[Stored data entries]
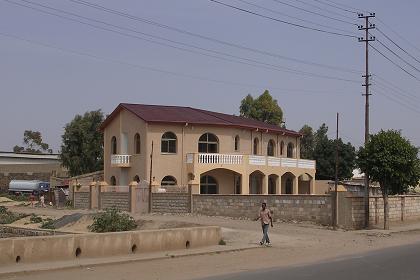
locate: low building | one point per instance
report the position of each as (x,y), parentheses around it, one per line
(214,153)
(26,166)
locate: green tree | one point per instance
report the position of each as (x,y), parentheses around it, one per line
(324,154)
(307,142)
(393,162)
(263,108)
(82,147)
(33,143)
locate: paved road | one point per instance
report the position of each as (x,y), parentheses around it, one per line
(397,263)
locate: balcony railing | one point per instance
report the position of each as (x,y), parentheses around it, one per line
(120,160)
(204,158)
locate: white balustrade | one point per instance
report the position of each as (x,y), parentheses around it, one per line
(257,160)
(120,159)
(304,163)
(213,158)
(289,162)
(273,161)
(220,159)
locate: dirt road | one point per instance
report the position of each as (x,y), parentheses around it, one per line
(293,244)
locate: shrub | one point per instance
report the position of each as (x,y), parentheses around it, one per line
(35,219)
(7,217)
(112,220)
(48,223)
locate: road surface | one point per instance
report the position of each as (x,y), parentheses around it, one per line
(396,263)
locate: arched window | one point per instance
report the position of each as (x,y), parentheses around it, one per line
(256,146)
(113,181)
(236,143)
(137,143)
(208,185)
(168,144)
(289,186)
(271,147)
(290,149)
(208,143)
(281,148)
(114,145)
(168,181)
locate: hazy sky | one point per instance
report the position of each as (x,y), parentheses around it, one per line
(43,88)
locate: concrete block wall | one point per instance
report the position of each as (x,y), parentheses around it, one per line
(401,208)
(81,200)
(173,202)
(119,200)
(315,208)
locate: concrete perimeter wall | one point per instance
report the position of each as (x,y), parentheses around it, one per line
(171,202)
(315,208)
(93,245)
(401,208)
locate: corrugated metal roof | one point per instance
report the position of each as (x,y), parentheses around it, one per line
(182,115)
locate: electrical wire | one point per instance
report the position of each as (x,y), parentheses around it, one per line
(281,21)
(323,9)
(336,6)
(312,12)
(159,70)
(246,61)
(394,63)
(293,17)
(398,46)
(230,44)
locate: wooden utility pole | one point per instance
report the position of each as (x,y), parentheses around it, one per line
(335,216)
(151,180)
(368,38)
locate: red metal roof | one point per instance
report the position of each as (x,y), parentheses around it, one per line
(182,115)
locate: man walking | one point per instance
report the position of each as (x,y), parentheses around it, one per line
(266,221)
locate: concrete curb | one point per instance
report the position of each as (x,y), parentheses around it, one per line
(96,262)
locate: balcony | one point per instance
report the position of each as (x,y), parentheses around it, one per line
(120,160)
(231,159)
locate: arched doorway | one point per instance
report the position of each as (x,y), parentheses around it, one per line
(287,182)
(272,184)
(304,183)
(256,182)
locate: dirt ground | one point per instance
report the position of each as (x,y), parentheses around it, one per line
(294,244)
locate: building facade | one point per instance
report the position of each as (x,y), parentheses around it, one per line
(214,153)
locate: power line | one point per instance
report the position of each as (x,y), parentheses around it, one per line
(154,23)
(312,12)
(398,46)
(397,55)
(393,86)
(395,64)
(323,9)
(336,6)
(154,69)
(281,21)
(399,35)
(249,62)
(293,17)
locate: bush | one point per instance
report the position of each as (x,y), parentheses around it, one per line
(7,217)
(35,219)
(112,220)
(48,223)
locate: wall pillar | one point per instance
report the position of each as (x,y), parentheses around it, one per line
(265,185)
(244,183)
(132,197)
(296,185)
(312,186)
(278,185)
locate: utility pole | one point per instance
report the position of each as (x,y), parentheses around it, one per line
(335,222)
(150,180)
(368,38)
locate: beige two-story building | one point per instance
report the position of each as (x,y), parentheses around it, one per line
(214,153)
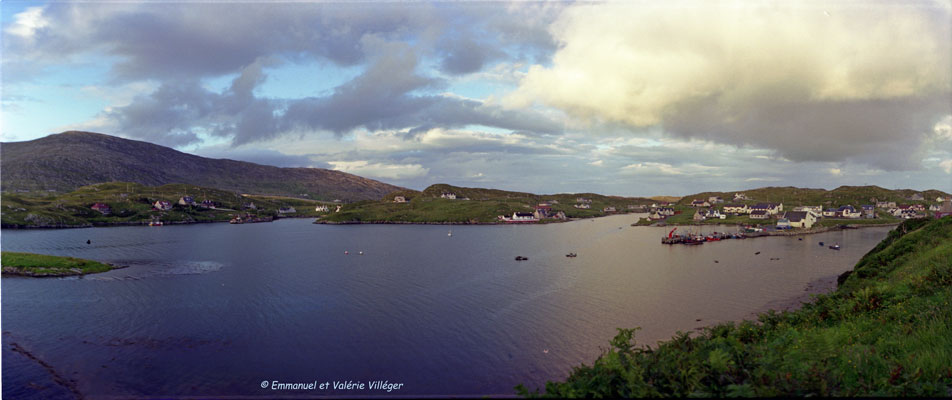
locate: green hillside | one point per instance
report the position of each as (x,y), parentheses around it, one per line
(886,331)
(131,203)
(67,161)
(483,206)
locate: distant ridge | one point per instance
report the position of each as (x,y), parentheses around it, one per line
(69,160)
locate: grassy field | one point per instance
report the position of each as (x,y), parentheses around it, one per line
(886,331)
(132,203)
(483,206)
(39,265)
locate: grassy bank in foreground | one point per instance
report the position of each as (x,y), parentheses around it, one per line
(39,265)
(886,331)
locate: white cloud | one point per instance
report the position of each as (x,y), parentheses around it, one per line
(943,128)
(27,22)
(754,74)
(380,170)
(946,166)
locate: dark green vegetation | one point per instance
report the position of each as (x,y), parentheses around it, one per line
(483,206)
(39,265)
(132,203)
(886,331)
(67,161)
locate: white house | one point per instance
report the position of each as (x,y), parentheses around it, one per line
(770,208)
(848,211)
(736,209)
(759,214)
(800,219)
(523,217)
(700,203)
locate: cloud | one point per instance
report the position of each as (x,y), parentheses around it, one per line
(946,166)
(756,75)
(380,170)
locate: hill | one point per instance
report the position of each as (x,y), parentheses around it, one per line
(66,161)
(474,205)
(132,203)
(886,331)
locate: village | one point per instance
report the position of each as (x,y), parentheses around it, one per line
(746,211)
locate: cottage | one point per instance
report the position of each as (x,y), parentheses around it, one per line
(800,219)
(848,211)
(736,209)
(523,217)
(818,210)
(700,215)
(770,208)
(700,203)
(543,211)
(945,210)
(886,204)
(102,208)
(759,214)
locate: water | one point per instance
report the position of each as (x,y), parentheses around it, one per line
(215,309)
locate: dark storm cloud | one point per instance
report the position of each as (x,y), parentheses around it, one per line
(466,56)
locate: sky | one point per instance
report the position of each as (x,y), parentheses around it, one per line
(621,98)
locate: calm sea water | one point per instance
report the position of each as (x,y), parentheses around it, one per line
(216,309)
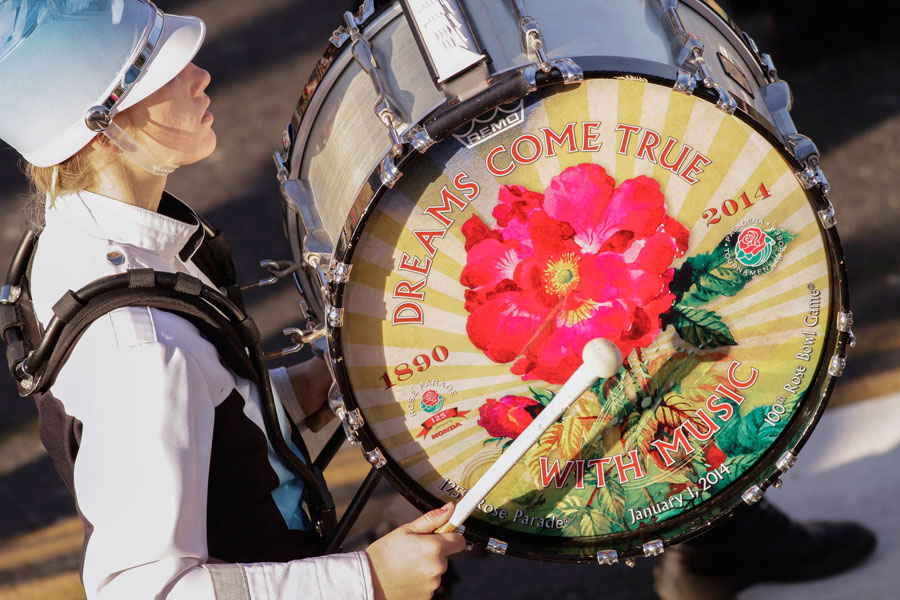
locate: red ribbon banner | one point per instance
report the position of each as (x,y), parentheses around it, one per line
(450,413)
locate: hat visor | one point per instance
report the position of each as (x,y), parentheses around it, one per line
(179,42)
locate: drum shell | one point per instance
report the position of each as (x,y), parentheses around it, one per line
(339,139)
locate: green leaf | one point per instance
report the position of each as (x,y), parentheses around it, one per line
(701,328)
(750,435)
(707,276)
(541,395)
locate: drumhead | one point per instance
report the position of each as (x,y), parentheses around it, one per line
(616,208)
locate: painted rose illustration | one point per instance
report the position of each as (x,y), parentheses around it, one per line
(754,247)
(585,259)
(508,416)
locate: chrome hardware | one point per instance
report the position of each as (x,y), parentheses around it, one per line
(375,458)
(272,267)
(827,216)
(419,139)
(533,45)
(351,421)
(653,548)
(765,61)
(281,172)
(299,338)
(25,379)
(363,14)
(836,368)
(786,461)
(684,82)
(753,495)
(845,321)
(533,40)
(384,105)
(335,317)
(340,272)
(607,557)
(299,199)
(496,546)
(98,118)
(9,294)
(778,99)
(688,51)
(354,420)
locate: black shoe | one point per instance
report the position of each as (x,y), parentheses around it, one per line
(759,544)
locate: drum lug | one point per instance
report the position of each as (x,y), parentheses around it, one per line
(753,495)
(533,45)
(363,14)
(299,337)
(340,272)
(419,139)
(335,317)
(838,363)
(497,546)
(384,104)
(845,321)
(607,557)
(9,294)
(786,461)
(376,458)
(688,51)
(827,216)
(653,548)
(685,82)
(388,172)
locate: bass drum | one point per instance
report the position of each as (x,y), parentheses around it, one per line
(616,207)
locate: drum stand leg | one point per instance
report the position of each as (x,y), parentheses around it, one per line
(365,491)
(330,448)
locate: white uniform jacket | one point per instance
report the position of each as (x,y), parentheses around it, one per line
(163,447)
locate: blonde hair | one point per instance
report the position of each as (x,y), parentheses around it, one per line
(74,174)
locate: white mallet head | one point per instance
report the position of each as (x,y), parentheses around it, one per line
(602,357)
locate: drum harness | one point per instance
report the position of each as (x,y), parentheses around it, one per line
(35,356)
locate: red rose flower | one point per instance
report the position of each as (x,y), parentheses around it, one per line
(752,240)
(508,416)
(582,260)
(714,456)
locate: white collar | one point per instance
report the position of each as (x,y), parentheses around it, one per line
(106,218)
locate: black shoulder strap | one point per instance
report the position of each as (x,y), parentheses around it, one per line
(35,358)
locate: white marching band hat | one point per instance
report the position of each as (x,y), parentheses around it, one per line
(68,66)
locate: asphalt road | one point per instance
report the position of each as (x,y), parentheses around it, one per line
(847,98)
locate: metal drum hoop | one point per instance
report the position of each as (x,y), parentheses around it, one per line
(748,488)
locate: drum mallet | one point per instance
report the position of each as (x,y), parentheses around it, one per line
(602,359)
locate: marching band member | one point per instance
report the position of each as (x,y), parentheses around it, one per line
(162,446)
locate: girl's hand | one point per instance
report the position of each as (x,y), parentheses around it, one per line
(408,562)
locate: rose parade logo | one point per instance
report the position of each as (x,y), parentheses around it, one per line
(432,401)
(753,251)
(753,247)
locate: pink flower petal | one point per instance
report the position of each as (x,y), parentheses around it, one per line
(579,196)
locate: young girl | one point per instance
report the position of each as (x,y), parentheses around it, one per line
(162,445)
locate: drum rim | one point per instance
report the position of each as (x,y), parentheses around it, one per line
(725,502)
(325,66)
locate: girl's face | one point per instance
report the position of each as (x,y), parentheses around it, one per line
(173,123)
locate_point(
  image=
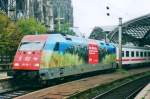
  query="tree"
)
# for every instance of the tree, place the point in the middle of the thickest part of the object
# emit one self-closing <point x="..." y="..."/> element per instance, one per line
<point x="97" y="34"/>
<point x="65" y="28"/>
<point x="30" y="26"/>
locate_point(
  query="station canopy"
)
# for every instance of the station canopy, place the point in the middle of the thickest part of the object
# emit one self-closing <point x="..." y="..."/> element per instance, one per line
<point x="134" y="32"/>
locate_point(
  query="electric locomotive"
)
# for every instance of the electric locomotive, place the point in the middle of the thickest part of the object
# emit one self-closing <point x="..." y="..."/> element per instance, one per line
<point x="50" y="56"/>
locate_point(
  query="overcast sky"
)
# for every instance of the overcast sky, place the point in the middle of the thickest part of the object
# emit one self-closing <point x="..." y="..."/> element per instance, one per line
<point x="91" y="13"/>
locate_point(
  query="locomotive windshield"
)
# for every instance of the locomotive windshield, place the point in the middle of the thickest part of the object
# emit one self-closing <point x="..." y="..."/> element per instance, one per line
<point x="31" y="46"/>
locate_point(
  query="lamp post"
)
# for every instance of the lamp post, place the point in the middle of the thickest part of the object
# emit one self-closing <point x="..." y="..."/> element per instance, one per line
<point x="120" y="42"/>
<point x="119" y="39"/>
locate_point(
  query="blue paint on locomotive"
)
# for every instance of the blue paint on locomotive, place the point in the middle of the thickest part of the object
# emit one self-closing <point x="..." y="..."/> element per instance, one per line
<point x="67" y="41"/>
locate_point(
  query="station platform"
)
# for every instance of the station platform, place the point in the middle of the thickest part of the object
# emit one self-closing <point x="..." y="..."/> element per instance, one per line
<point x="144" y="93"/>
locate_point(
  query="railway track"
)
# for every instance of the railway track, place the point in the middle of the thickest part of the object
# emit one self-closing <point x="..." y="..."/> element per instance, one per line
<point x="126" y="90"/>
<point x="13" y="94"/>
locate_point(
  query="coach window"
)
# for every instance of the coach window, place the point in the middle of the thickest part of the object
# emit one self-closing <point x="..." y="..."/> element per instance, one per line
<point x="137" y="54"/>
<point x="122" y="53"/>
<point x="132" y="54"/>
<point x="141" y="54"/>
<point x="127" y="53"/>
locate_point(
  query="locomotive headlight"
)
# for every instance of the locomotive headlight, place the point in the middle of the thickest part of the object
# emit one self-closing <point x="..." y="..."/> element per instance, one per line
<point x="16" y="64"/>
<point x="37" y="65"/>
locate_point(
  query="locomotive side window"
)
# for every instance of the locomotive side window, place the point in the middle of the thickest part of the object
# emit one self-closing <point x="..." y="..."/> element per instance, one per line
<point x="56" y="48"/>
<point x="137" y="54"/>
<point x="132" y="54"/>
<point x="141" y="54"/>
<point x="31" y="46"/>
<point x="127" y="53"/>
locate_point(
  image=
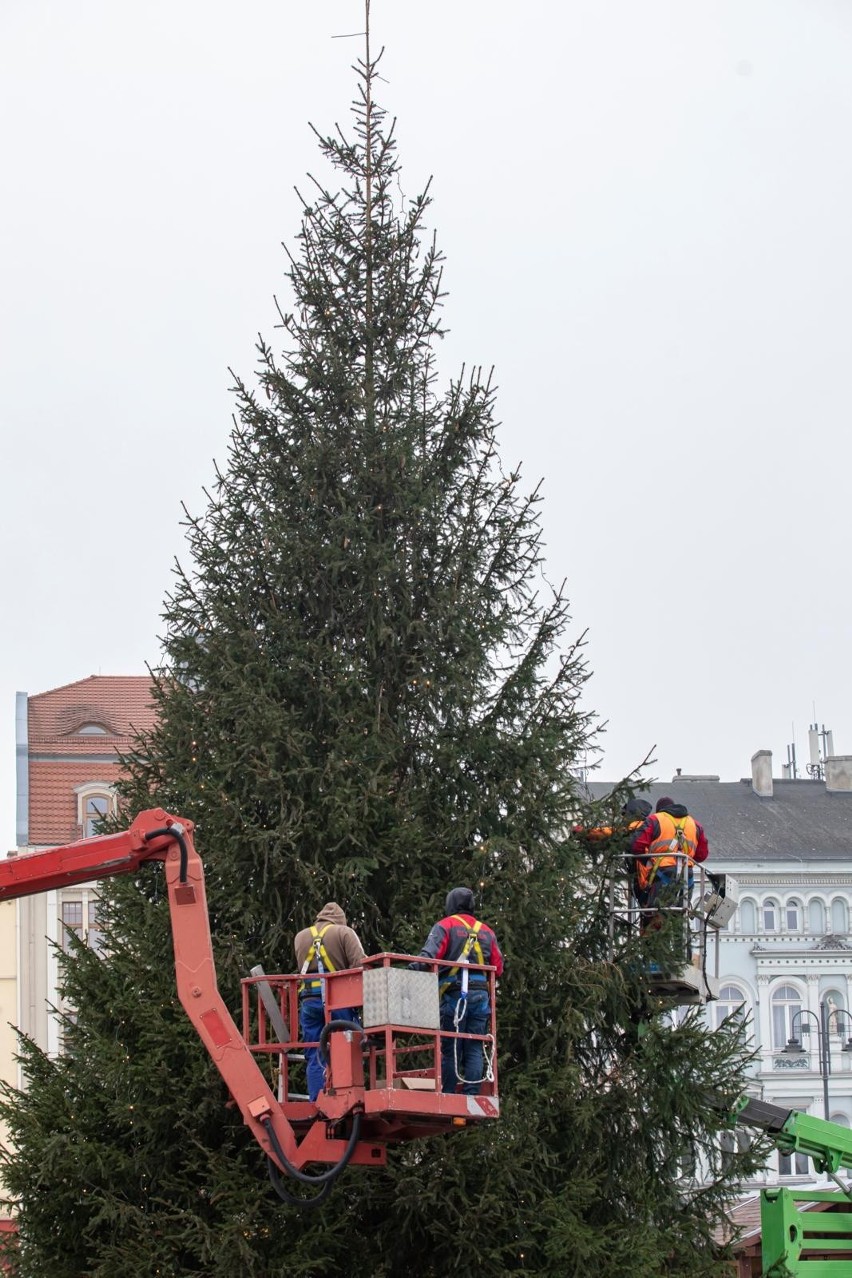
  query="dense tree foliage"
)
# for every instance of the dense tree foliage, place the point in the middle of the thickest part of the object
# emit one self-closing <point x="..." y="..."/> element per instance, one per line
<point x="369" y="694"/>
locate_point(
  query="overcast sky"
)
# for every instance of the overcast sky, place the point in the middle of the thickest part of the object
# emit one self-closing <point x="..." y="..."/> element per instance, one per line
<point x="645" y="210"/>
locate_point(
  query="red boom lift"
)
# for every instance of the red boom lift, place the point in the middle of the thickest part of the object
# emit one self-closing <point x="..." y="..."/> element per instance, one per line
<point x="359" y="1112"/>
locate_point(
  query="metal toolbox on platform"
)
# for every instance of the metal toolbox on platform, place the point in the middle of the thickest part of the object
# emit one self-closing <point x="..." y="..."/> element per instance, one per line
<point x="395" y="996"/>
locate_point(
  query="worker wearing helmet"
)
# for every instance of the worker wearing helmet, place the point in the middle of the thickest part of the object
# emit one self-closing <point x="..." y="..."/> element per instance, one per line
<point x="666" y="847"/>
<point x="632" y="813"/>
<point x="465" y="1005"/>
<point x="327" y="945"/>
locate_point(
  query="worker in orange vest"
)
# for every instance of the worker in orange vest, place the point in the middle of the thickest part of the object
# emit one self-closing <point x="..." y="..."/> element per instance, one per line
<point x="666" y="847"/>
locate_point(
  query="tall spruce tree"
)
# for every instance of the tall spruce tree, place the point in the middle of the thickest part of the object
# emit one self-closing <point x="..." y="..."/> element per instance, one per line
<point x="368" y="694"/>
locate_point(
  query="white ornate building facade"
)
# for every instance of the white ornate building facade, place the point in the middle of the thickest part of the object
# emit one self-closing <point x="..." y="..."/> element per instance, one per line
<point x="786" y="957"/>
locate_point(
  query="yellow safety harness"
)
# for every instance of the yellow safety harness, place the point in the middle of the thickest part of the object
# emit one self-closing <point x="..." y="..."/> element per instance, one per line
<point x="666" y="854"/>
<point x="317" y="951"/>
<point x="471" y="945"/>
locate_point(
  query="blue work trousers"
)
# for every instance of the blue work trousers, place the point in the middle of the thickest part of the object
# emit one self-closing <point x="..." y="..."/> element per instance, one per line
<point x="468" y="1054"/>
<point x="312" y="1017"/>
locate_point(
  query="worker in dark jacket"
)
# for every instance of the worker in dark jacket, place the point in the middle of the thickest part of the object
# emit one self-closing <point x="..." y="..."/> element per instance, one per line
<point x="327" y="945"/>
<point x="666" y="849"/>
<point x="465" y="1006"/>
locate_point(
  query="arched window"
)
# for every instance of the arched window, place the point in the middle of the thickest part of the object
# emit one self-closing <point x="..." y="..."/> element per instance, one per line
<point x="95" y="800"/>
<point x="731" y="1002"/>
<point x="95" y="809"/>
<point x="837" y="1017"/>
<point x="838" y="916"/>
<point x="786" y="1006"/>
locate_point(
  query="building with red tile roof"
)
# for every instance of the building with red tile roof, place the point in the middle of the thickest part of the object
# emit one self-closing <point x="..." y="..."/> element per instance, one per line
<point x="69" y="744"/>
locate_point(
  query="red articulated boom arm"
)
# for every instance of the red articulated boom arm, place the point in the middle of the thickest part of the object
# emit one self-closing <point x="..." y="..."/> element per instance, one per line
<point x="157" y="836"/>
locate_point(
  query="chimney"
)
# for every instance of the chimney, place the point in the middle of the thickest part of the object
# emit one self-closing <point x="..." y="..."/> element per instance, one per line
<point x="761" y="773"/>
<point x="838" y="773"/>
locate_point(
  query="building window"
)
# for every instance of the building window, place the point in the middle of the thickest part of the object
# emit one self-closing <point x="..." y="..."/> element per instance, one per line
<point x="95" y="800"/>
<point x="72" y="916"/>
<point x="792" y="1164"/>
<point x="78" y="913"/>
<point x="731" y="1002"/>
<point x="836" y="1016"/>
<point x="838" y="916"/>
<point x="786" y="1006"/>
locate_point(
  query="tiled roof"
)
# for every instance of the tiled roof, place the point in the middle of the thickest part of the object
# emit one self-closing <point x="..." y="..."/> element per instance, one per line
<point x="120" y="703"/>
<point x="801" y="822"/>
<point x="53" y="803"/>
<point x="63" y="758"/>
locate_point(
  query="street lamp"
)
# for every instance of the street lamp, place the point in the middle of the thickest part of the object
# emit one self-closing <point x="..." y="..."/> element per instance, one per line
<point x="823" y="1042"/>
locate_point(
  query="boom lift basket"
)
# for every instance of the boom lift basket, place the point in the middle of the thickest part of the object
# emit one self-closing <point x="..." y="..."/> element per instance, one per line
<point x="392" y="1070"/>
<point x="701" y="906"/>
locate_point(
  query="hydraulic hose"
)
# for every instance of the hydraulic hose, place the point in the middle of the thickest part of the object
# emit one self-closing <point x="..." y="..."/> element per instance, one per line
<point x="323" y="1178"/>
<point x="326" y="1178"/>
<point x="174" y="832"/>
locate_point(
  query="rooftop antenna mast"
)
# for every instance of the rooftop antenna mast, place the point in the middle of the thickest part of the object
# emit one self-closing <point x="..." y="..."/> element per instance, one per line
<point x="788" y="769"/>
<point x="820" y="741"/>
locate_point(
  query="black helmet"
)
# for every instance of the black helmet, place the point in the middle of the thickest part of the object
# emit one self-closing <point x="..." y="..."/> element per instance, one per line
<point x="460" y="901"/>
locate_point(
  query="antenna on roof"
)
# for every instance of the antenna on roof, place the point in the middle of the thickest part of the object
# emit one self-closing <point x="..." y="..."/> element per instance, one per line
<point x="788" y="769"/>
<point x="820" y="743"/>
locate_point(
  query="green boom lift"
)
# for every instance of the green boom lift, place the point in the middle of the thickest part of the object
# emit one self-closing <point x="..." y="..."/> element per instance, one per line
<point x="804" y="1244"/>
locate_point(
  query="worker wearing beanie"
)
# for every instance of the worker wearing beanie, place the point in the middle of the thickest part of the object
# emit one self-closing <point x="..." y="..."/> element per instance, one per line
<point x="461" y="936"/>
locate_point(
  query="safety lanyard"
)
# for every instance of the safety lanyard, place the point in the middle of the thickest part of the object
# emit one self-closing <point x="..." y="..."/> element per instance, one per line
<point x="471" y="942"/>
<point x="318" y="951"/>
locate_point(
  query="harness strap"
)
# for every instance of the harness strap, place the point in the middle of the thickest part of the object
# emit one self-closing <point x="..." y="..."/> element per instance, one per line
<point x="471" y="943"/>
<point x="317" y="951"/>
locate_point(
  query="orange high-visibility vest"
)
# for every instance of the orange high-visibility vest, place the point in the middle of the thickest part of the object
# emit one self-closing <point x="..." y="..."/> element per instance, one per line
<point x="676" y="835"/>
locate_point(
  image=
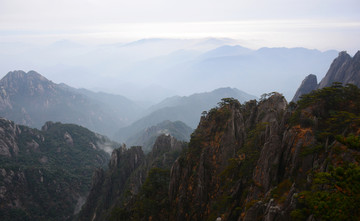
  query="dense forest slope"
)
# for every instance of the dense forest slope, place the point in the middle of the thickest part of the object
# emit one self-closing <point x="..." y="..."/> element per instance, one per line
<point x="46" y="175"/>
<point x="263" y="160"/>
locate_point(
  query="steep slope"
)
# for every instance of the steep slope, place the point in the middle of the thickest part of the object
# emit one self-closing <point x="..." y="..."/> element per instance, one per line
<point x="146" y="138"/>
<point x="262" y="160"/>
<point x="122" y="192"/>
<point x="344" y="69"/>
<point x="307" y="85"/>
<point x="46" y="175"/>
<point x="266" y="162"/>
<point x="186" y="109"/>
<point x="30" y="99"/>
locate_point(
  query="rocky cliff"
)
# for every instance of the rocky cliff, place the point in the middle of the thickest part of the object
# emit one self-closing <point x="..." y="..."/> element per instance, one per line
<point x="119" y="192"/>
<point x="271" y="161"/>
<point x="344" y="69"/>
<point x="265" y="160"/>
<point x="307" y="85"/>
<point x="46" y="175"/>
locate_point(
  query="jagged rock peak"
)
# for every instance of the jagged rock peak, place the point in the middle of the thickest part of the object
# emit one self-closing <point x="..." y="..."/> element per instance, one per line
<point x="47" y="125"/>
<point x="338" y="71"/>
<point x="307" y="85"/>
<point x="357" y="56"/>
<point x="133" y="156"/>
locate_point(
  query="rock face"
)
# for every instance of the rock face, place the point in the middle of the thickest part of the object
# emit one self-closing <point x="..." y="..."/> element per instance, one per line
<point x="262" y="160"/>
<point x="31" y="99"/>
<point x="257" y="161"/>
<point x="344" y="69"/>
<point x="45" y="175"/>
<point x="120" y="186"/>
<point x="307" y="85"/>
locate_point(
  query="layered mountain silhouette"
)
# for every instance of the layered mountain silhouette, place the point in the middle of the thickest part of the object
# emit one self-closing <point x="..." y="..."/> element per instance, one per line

**PROMPT:** Copy all the lines from the data above that hold the word "basket".

**OUTPUT FOR THIS EXERCISE:**
  query="boom lift basket"
# for every instance of the boom lift basket, place the point in the middle of the thickest part of the object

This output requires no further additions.